> Extrait du document:
On l’a dit et redit, la crise de 2008-2010 l’a montré : la zone euro est une construction incomplète, minée par l’absence de dimension sociale adéquate et par un grave déficit démocratique. Le statu quo est intenable, et pourtant, dix ans plus tard : toujours rien. Les réformes ont été mineures et techniques. Les vraies questions politiques restent en suspens, alors que l’Union européenne est en proie à un immobilisme mortifère.
Les leçons de la crise
Au cours des dix dernières années, économistes et politistes ont pu tirer les leçons d’une crise financière qui s’est muée en crise de la dette dans une Union monétaire européenne aux pieds d’argile. Évidemment, les opinions divergent quant à l’ampleur des maux et les remèdes à y apporter, mais quelques aspects semblent faire consensus.

> Extraits de données:
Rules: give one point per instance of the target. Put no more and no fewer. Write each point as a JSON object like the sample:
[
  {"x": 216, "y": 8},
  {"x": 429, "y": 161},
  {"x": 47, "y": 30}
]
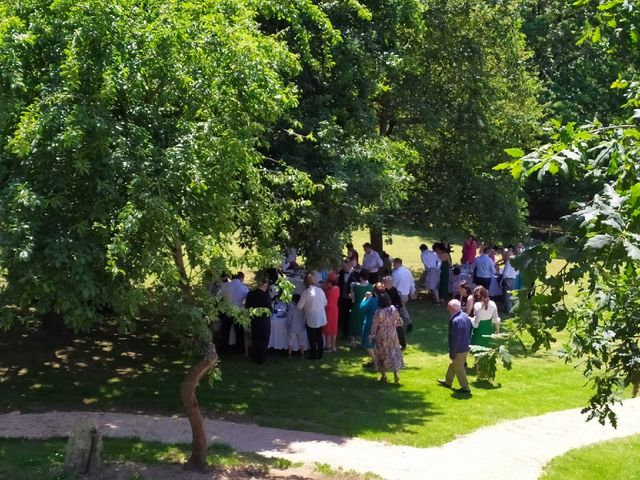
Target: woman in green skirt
[
  {"x": 485, "y": 317},
  {"x": 356, "y": 319}
]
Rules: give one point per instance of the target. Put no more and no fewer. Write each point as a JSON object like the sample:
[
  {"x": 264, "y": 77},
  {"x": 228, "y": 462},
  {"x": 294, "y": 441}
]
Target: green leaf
[
  {"x": 632, "y": 250},
  {"x": 599, "y": 241},
  {"x": 514, "y": 152}
]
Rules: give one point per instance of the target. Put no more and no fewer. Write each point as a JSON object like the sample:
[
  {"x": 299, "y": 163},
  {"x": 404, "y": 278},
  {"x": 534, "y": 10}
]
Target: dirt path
[{"x": 497, "y": 452}]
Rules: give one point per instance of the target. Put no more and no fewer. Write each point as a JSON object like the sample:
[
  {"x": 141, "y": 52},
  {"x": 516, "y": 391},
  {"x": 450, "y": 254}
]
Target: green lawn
[
  {"x": 22, "y": 459},
  {"x": 142, "y": 373},
  {"x": 613, "y": 460}
]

> Énoncé du problème:
Répondez aux questions suivantes à partir de l'extrait du document :
(a) Quelles sont les deux carences qui minent la zone euro ?
(b) Par quels deux adjectifs les réformes menées sont-elles qualifiées ?
(c) En quelle crise la crise financière s'est-elle muée ?

> La solution:
(a) L'absence de dimension sociale adéquate et un grave déficit démocratique.
(b) Mineures et techniques.
(c) En crise de la dette.